Problems and tasks →
[1] Please list the gases that the gas sensor protein text says gasoreceptors have been identified for.
[2] Resume the text on gas sensor proteins after its final sentence.

Page text →
/---

= Gas sensor protein =

A gas sensor protein is a type of protein that detects and responds to specific gaseous signaling molecules, playing a role in various biological processes and environmental sensing mechanisms.

Protein-based gasoreceptors are generally found in the cytoplasm of cells. They act in cell signaling by receiving (binding to) gaseous signaling molecules or gasotransmitters. They are specialized proteins that allow communication within and between cells. Gas-sensing gasoreceptors has been identified for ethylene in plants, nitric oxide in mammals, carbon monoxide, and oxygen in microorganisms. In the process of signal transduction, gaseous solute binding affects a cascading chemical change through the cell. Whether gasoreceptors exist for gases such as hydrogen sulfide and methane is still under investigation. All gasoreceptors seem to require either metal cofactor or ions to bind to gas. Example includes the requirement of copper ion in ethylene gasoreceptor and heme cofactor in NO gasoreceptor soluble guanylyl cyclase.

\---

(Dataset records)
/---

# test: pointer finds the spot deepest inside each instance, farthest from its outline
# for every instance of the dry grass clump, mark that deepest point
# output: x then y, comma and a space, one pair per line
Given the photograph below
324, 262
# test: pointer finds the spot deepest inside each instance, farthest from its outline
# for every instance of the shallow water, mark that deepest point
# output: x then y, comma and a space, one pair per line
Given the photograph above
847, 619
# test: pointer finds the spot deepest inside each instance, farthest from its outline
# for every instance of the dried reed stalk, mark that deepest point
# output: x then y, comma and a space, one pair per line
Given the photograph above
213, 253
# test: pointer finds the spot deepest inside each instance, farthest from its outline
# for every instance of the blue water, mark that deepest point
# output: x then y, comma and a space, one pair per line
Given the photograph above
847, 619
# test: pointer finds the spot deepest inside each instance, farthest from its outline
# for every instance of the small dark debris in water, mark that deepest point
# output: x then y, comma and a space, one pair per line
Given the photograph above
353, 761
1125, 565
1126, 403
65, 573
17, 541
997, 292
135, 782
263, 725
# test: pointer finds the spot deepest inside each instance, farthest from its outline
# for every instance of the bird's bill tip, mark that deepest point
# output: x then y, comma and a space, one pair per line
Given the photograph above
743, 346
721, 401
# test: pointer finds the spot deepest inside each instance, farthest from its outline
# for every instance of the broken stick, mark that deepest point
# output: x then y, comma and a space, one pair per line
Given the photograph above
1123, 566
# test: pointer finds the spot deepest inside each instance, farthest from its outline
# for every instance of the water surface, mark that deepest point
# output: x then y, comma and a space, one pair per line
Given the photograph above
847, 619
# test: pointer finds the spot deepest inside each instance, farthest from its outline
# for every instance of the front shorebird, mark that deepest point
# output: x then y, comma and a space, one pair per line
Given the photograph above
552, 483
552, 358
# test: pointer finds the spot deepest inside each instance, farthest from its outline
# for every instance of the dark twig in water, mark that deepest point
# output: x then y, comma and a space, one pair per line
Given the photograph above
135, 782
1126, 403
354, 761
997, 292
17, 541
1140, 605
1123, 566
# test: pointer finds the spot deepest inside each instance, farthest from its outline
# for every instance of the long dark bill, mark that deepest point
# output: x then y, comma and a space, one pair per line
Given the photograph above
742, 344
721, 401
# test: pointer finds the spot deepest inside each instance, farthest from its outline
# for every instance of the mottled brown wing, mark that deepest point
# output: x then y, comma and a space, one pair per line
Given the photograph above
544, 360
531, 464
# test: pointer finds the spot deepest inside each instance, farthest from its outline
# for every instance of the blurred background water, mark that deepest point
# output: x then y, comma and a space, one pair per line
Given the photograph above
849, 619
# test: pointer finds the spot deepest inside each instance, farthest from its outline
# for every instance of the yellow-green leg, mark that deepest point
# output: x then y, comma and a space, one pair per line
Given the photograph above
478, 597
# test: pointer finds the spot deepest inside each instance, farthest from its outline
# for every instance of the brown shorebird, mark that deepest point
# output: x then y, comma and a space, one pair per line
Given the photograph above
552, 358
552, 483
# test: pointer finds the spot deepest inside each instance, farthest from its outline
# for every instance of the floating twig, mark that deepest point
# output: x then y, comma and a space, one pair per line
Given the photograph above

\---

Written answers →
[1] Ethylene, nitric oxide, carbon monoxide and oxygen.

[2]
== History ==
Below is a brief selection of key events in the history of gas sensing research.

- 1990s – Dos and FixL were discovered as oxygen sensor in bacteria E. coli and R. meliloti respectively. CooA and RcoM was discovered as carbon monoxide sensor in Rhodospirillum rubrum and Burkholderia xenovorans respectively. Soluble guanylyl cyclase was discovered as nitric oxide sensor in mammals. Ethylene receptor ETR1 was identified in Arabidopsis.